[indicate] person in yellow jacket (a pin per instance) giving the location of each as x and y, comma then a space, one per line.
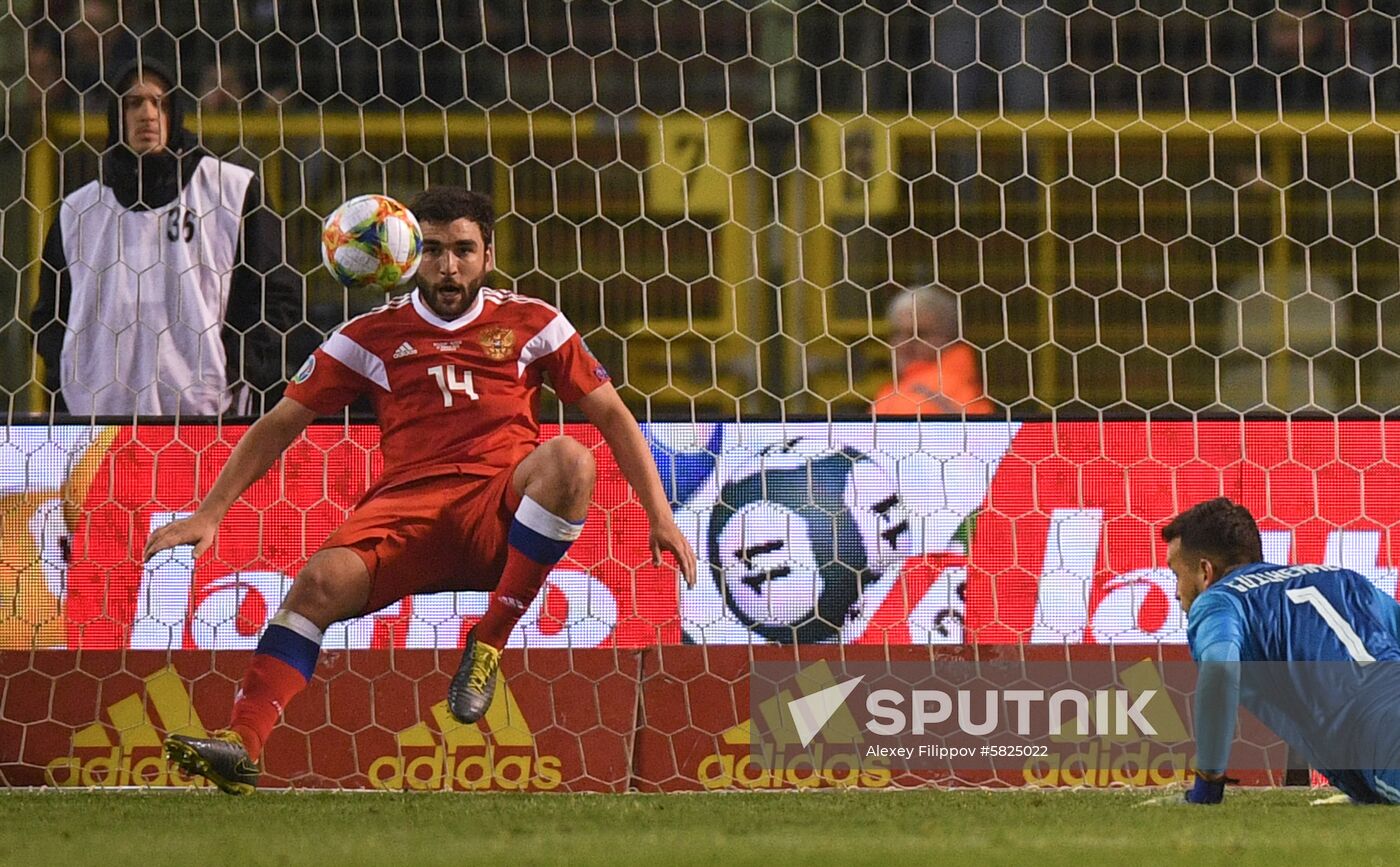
935, 373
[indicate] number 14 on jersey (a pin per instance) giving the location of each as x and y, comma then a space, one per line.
450, 383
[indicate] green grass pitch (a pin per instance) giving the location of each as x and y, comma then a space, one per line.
963, 828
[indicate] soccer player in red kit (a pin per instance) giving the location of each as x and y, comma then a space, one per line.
468, 497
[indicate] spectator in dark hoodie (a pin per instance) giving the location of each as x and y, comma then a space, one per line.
163, 287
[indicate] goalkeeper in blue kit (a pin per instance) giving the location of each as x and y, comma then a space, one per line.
1309, 650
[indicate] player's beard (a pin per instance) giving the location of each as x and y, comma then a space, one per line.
450, 299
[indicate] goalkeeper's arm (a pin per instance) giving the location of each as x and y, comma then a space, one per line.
1217, 706
255, 453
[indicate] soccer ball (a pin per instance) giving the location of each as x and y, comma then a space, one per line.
371, 241
797, 538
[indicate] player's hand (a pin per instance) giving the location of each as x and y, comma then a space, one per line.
665, 535
196, 530
1206, 792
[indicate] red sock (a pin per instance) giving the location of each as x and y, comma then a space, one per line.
520, 584
268, 685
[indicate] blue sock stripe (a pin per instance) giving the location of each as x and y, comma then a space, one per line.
536, 545
293, 649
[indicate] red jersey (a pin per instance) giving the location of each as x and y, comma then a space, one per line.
451, 397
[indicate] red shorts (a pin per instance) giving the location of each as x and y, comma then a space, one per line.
430, 535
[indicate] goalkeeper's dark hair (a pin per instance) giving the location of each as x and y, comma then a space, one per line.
450, 203
1221, 531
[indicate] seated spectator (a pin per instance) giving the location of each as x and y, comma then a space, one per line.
934, 371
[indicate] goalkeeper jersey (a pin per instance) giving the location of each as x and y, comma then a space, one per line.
1315, 652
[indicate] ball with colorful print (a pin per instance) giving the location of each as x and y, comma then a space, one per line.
371, 243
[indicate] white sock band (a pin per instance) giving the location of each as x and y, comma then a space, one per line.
300, 625
546, 523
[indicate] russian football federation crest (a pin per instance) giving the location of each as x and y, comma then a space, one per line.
497, 342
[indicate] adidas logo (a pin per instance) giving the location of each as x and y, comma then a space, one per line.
793, 723
135, 758
497, 752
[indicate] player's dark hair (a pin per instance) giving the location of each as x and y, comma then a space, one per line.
450, 203
1221, 531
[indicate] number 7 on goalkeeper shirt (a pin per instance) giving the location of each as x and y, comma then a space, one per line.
1313, 652
468, 497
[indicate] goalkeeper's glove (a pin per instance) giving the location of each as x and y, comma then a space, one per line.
1206, 792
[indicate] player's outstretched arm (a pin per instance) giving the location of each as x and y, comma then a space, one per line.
612, 418
255, 453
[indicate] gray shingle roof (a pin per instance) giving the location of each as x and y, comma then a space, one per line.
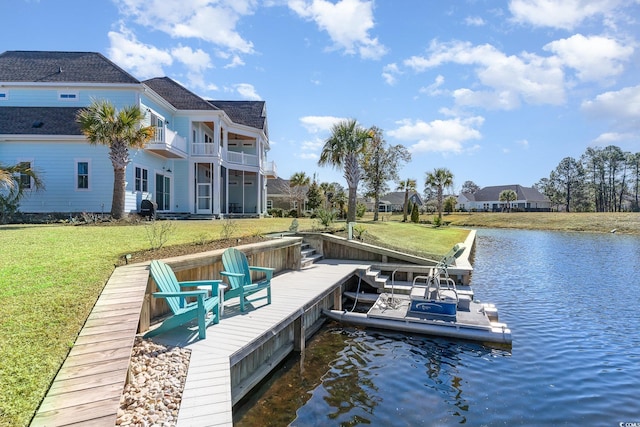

#####

* What you are asked to do: Repeat every record above exactly, but leave out any pictures.

* Answer below:
[indicate] person in yellow jacket (a pin per instance) giving the location of each as x and y, comma then a space, one per line.
935, 373
[indicate] number 14 on jersey (a pin per instance) giving the location of each as x and y, comma then a space, one per line.
450, 383
[indicate] green grass pitch (a pin per instance) giving the location of each as x and y, comma then a space, one per line.
963, 828
[indicate] soccer player in red kit (a pin per instance) giving the location of each as x and y, comma then a space, one per line.
468, 497
[indicate] spectator in dark hoodie (a pin per instance) giving the location of each as x and y, comma then a space, one per line.
163, 287
[indicate] goalkeeper in blue kit (a pin per instance) giving the location of each as x and y, comma then a space, one per line.
1309, 650
[indicate] player's beard (a pin per instance) giving the location of each as x and y, comma then a space, one per line.
450, 299
[indicate] goalkeeper's arm (a pin per instance) giving the location of each as x and y, comma then a space, one per line.
1217, 706
255, 453
[indicate] soccer ball (a pin per instance) giving the location of each as x and y, comma then a space, one per line.
371, 241
797, 538
[indicate] player's hand (a pin per instance) giving the location of each as x and y, comma then a space, one per line.
665, 535
196, 530
1206, 792
[indicate] red sock (a pin per instance) giving the location of each as x and y, comma then a space, one per line.
520, 584
268, 685
[indicate] blue sock stripe (a pin per instance) giving the location of each as x and y, comma then a space, one per line.
536, 545
293, 649
[indicate] red jersey (a pin per instance) giving the location of each as x and y, comma then a space, one per line.
451, 397
[indicate] red shorts (a pin per instance) giving the location of each as x and y, comma then a space, one per line.
430, 535
[indicate] goalkeeper's dark hair (a pin per instance) giving the location of each as x and y, comma then a space, one per line.
450, 203
1221, 531
[indicate] seated spectator (a pin per instance) giving the location of each as x and y, comma then a space, one per line.
934, 371
[indicate] goalkeeper jersey (a pin per instance) giving the location of each as x and y, comma then a space, one per line.
1315, 652
[indicate] ball with colorful print (a pin per instance) giving the location of each as x and y, comma then a space, one per line.
371, 243
[indicate] white sock band (a pin per instance) giving the location of each as x and y, comma then a space, one per line.
300, 625
546, 523
[indicate] russian football federation crest (a pin per instance) giving the location of each as x and y, comma then a space, one per line.
497, 342
[indicate] adidas logo (a pin per instance) giving the location of each as x and y, comma then a space, one per line.
793, 723
135, 758
497, 752
[indicate] player's dark hair (a pin per instance) giving the location of each as x and y, comma then a space, one per line.
450, 203
1221, 531
[indicate] number 7 on goalkeeper shirt (a pin per instance) giving the location of each as x and y, comma then a space, one per line.
1313, 652
468, 497
[indicate] goalkeeper's glove (a pin per instance) giving the location of each as x and y, comma then a space, one per line.
1206, 792
[indicate] player's outstretched arm (a pin per instance) giving the location of each as x and y, comma then a space, one per line.
612, 418
255, 453
[indicate] gray shingle roof (a pin per instance) giving the location of each as x and y, comma then a space, one per line.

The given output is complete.